* **SET TASK A**: Render everything in the rows below, from the line containing "In this picture, where can the navy" down to the last line of the rows, as a Markdown table with the columns No. and Line, numbering each line and skipping blank lines.

-- READING TEXT start --

English Summary[edit | edit source]

Facts[edit | edit source]

The Dutch Data Protection Authority, the defendant in this case, received multiple complaints regarding DPG's (a magazine publisher) practice of requesting ID verification for data erasure requests. DPG clarified that ID verification was solely for erasure requests made outside of its online platform. The defendant subsequently levied a €525,000 fine on the data controller due to a violation of Article 12(2) GDPR. The DPA found that requesting ID verification to facilitate an erasure request was disproportionate, and contrary to the obligation of facilitating the exercise of the right to access and deletion.

DPG appealed the DPA's decision, and argued that the DPA's interpretation of Article 12(2) GDPR was wrong. They submitted that their privacy policy outlined their obligation to identify data subjects before facilitating erasure requests, and allowed that parts of the ID, such as the citizen service number and photo, might be hidden. Moreover, DPG argued that imposing the fine contradicted the principle of legal certainty (lex certa), and that the amount was contrary to the principle of proportionality.

Holding[edit | edit source]

The Court deliberated whether DPG adequately facilitated the exercise of GDPR rights for the purposes of Article 12(2) GDPR. This provision obliges controllers to "facilitate the exercise of data subject rights under Articles 15 to 22."

-- READING TEXT end --
-- SUPPLIED ENTRIES start --

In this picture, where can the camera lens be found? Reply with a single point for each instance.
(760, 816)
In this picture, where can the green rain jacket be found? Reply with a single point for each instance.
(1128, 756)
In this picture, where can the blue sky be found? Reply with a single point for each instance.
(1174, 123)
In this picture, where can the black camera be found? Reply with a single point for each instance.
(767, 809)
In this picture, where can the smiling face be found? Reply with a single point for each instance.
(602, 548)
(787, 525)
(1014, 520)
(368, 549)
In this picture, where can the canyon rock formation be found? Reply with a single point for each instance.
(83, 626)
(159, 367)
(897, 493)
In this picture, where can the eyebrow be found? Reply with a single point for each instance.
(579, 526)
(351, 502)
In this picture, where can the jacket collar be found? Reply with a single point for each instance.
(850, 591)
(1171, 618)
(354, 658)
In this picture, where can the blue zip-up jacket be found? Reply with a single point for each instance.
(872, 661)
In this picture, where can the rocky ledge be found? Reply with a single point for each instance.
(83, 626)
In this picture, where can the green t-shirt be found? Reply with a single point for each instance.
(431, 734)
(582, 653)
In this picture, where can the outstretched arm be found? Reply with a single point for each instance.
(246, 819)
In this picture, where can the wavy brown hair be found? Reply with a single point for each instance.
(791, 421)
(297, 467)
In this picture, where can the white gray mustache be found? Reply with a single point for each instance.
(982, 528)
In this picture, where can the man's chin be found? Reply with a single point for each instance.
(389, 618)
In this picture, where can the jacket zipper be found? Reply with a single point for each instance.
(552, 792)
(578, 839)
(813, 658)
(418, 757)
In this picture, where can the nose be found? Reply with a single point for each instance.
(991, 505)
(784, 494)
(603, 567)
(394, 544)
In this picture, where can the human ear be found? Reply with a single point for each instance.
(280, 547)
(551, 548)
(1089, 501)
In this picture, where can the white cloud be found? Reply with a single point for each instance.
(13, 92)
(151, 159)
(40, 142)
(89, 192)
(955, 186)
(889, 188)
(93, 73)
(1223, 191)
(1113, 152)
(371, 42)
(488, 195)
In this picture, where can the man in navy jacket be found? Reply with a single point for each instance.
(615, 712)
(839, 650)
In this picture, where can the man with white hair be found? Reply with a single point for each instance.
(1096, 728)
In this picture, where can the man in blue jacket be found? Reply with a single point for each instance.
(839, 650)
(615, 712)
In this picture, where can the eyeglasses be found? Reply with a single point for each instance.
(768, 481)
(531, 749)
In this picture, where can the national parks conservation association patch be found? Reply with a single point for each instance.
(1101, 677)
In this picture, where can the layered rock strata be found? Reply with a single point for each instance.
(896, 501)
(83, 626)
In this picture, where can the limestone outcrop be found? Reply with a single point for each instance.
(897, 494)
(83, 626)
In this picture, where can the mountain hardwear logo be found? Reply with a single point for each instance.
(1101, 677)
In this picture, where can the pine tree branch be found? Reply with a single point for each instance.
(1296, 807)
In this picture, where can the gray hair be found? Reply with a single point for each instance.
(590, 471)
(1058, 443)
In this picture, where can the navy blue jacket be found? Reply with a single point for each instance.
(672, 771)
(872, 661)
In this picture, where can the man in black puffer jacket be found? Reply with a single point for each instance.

-- SUPPLIED ENTRIES end --

* **SET TASK B**: Print the full summary of the Dutch data protection case above, word for word.

* **EXERCISE OUTPUT A**:
| No. | Line |
|---|---|
| 1 | In this picture, where can the navy blue jacket be found? Reply with a single point for each instance. |
| 2 | (672, 771) |
| 3 | (872, 661) |
| 4 | In this picture, where can the man in black puffer jacket be found? Reply with a single point for each instance. |

* **EXERCISE OUTPUT B**:
English Summary[edit | edit source]

Facts[edit | edit source]

The Dutch Data Protection Authority, the defendant in this case, received multiple complaints regarding DPG's (a magazine publisher) practice of requesting ID verification for data erasure requests. DPG clarified that ID verification was solely for erasure requests made outside of its online platform. The defendant subsequently levied a €525,000 fine on the data controller due to a violation of Article 12(2) GDPR. The DPA found that requesting ID verification to facilitate an erasure request was disproportionate, and contrary to the obligation of facilitating the exercise of the right to access and deletion.

DPG appealed the DPA's decision, and argued that the DPA's interpretation of Article 12(2) GDPR was wrong. They submitted that their privacy policy outlined their obligation to identify data subjects before facilitating erasure requests, and allowed that parts of the ID, such as the citizen service number and photo, might be hidden. Moreover, DPG argued that imposing the fine contradicted the principle of legal certainty (lex certa), and that the amount was contrary to the principle of proportionality.

Holding[edit | edit source]

The Court deliberated whether DPG adequately facilitated the exercise of GDPR rights for the purposes of Article 12(2) GDPR. This provision obliges controllers to "facilitate the exercise of data subject rights under Articles 15 to 22."